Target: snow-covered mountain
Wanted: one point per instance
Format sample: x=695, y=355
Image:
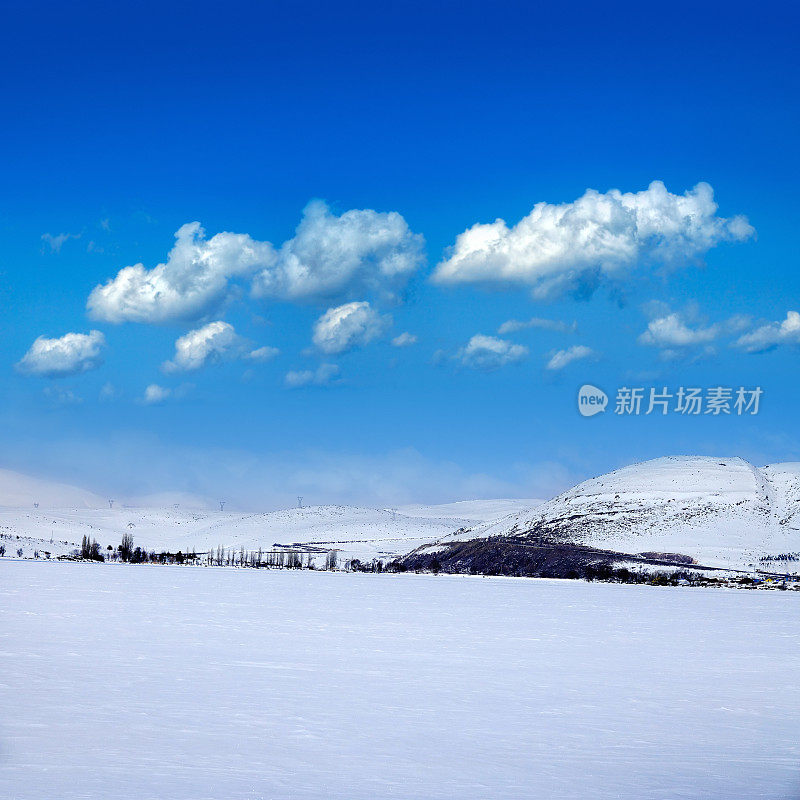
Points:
x=719, y=511
x=363, y=533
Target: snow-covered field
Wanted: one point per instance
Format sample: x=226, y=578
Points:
x=178, y=682
x=364, y=533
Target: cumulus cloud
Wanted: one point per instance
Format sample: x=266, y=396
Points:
x=573, y=247
x=345, y=327
x=155, y=394
x=361, y=252
x=516, y=325
x=71, y=354
x=191, y=283
x=679, y=333
x=561, y=358
x=405, y=339
x=62, y=396
x=323, y=375
x=769, y=336
x=213, y=344
x=55, y=242
x=672, y=331
x=489, y=353
x=263, y=354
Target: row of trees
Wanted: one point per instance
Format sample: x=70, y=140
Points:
x=91, y=550
x=221, y=556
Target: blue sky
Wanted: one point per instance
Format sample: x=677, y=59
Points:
x=413, y=124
◇ ◇ ◇
### WORK TO COMPLETE
Rewrite all of the entries with "one point per instance" swapped for "a single point for each instance" everywhere it occurs and everything else kept the same. Leave the pictures out of your answer.

### TASK OUTPUT
Target: snow-covered mountain
Wanted: a single point for each instance
Format sample: x=695, y=355
Image:
Points:
x=719, y=511
x=363, y=533
Target: snow-covered field
Wanted: a single point for each instance
Format sample: x=226, y=578
Points:
x=178, y=682
x=364, y=533
Target: cumulus cloud
Wanted: a single point for each instance
Format sample: x=266, y=396
Points:
x=573, y=247
x=345, y=327
x=155, y=394
x=361, y=252
x=516, y=325
x=71, y=354
x=191, y=283
x=679, y=333
x=561, y=358
x=405, y=339
x=62, y=396
x=323, y=375
x=769, y=336
x=213, y=344
x=55, y=242
x=672, y=331
x=489, y=353
x=263, y=354
Target: row of trees
Wanted: a single point for each instance
Format sample: x=70, y=140
Points:
x=91, y=550
x=221, y=556
Target: blue sky
Wanted: a single point for each instance
Format sample: x=677, y=59
Points:
x=413, y=124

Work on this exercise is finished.